(Beginning of MATERIAL PROVIDED)
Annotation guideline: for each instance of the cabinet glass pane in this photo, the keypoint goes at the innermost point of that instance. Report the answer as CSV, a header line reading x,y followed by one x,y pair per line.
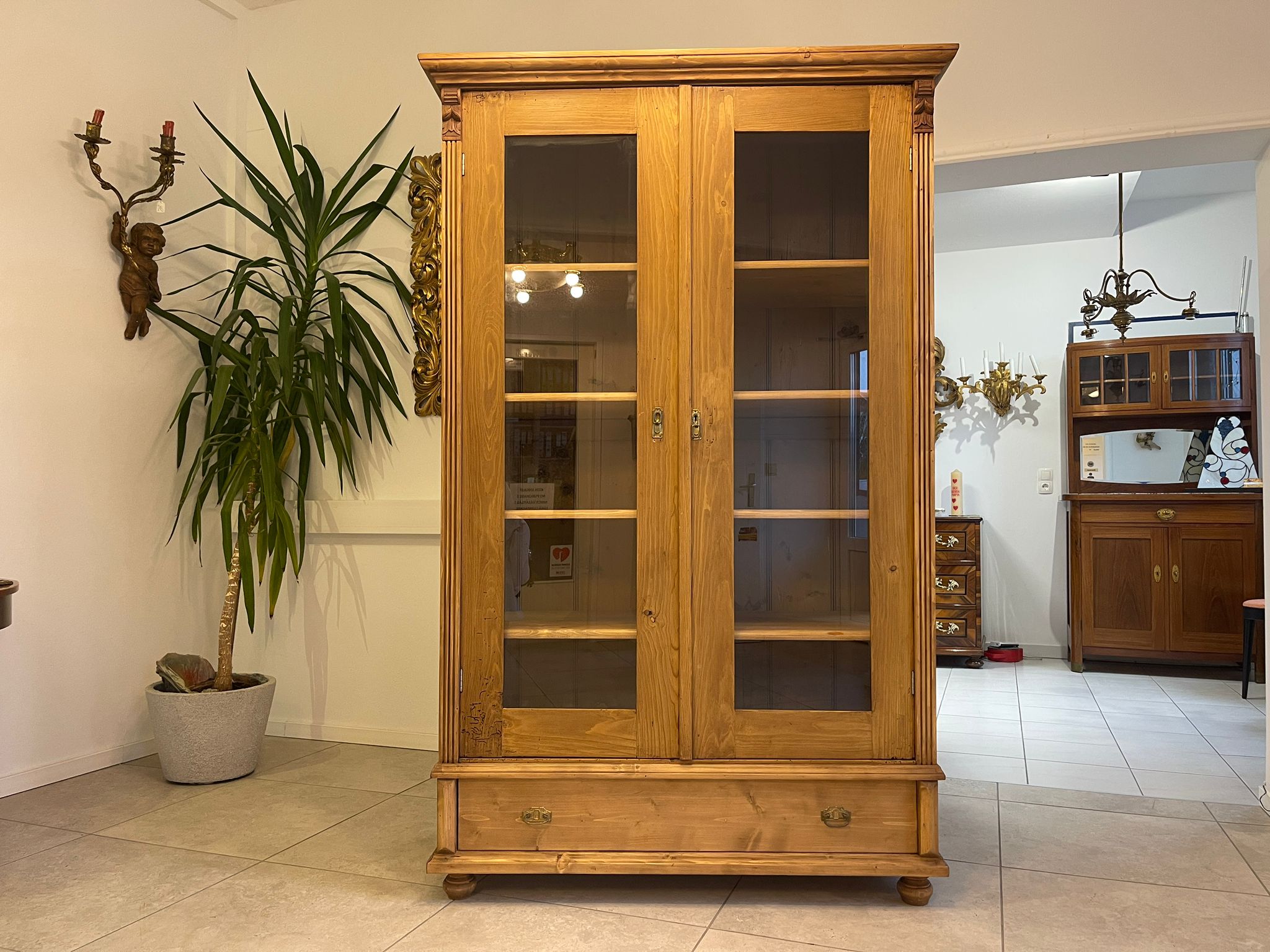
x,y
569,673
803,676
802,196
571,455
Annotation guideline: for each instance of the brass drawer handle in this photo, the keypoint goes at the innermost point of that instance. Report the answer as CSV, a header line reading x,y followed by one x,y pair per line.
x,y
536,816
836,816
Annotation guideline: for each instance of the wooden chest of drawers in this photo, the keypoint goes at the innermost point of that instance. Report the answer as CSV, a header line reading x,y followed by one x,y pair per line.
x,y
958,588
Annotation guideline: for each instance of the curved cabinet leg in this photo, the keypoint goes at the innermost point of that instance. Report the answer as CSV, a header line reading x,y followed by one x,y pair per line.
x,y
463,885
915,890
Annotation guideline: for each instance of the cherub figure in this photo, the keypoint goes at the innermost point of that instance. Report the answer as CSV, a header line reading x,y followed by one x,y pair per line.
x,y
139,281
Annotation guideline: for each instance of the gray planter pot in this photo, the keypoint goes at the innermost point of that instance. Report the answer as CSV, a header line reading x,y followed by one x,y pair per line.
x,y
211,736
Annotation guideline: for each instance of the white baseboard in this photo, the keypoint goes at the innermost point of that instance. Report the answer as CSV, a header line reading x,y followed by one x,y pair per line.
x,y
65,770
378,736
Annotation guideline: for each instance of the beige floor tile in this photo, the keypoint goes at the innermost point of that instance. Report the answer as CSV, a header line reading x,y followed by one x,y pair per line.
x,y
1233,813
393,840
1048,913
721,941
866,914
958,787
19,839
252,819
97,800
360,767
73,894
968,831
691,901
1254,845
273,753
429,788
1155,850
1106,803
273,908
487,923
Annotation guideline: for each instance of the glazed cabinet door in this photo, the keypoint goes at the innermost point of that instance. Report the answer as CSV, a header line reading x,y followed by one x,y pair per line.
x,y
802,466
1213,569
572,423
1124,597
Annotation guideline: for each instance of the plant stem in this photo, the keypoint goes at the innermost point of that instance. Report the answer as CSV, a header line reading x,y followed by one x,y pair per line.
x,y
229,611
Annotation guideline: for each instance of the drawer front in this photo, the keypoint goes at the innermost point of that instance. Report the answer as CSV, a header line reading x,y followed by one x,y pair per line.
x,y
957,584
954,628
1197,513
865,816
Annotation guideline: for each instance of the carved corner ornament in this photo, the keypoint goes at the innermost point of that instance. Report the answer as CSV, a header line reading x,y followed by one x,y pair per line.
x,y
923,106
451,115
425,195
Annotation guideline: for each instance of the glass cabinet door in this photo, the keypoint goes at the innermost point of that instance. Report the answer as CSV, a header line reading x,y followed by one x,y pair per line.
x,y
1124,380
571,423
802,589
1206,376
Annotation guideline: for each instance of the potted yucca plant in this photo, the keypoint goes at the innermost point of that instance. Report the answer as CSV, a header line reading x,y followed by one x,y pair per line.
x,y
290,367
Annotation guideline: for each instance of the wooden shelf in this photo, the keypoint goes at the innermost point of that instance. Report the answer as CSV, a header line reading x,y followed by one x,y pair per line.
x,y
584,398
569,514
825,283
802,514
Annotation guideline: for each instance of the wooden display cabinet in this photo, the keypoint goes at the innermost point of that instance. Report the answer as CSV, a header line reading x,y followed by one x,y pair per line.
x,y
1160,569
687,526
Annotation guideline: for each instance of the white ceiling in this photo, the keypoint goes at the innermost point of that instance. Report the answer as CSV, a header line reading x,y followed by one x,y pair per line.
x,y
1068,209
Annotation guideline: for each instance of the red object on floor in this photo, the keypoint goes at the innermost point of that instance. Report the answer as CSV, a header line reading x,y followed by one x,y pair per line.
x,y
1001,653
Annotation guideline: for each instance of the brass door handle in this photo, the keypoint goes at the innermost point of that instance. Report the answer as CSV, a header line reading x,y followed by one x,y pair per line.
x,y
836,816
(End of MATERIAL PROVIDED)
THE PROBLEM: Above are records with pictures; repeat them exactly, but without the pictures.

ANSWER:
Annotation guideline: for each instance of the cabinet glass pane in this photo, the keypoint goes at the innermost point of that instance. Report the answer as CSV, a header line reading x,y followed by one x,y pair per line.
x,y
569,673
803,676
802,196
571,455
Annotation guideline: for each instance of the brass drawer handle in this photo, the keypoint goes at the innermost point of that instance. Report the answer as CSV, a header line reading x,y followed by one x,y pair per line.
x,y
536,816
836,816
Annotation guideline: for each instance of the wooden chest of drawers in this photo, the keypoint goes at the innermost point of that instance. Report the answer as CSV, a header line reading x,y followed by one x,y pair per line.
x,y
958,588
Annotation guideline: for each instance of the curved cabinet leg in this photo, the keypoint goes at the innermost point of that instance. Report the answer as CSV, a header line reading x,y followed by one x,y pair per line.
x,y
463,885
915,890
Annotation guideline: for each instance of the cherub figure in this photo, the keypoint goes at the innermost point of that instance. Report the answer as CSV, a header line reading x,y followed by one x,y pair per line.
x,y
139,281
Annotation guideline: for each instance of the gray planter pot in this photo, the keypoint goes at the innermost point of that instance. Report the answer as CSV, a header line reading x,y followed by one x,y pair per line.
x,y
211,736
Annotation guideline: for each instance of the white baseboard in this photo, the keypoint goes at the innermost point of that instance. Report the answer as CSV, a header line reading x,y followed by one x,y pair per line.
x,y
65,770
378,736
Annotation guideline: for each instance of the beige floor tile in this photo, the keypoint goes at the innermost point of that instance. Report the answer as CSV, a header line reading x,y followed by one x,y pair per line.
x,y
1233,813
393,840
1048,913
721,941
866,914
958,787
19,839
252,819
97,800
360,767
73,894
968,831
691,901
1254,845
273,753
429,788
1155,850
1106,803
273,908
487,923
Annotation guideline: for each instance of the glazed cabinet door in this photo, the keypoint goes at the innermost point of that instance. Report the answer as CSV, a header line reading x,y followed by one x,y pair per line.
x,y
802,466
1213,569
572,423
1124,597
Annotation guideline: for each instance of the plant stem in this photo, the keypoint goes at the innermost point of that instance. Report the answer as CSV, a header line reading x,y followed by one x,y pair per line.
x,y
229,611
Annotation guideline: for each instance of the drawer front in this photo, the keypoint goes at the innermost point of that instance. Report the answer as CSV, a header line reading x,y followed by one x,y pair per line.
x,y
957,584
954,628
1197,513
865,816
Annotation guideline: for each instance of the carved corner ornament in this photo, the keypoint goes at the innermost point of that instance. Report the answer as CSV, a header line reading x,y followed by one x,y pair per line.
x,y
923,106
451,115
425,195
Annotation guideline: for each instance of the glass cabinet door in this photo, the keypoint goes at the innermost point of that instance. Report the answer as CSV, a header line reading x,y followed by one x,y pair per line.
x,y
1124,380
571,423
802,589
1206,376
Annotation guideline: for each instance of the potted yucca plant in this photo, the keypoint goes at the innermost point of that instance. Report the answer as CSV, a header line reading x,y followed by one x,y pair per line.
x,y
290,367
Annotation guideline: for each instance of the wooden shelf in this photo, the keypoint goes at the innermost point of that instance. Report the answer as CSV, a header line reading x,y followed by one x,y pair per line.
x,y
584,398
569,514
825,283
802,514
Annotation guideline: for each instance of the wooden display cabinet in this photo, the keypoint goes at the innermost point of that instance. Report the answer as CSV, a header line reading x,y followed by one x,y pair per line.
x,y
1160,569
687,526
Annotation guideline: for each instance of the white ceiling in this photo, the keypoint goes at the innermost point of that instance. Report the answer as CSV, a header line reading x,y followed by one x,y pair per line.
x,y
1068,209
Annotation guideline: for each instance of the red object on floor in this photo, the keypoint goes at the innermost point of that instance. Report the answer as CSV, a header line reading x,y followed by one x,y pair per line.
x,y
1001,653
Annotation guideline: for each instance of the brass door handle in this photo, the keypoint goes at the innermost point of that instance. Report the answer as CSV, a header line reading x,y followed by one x,y pair per line.
x,y
836,816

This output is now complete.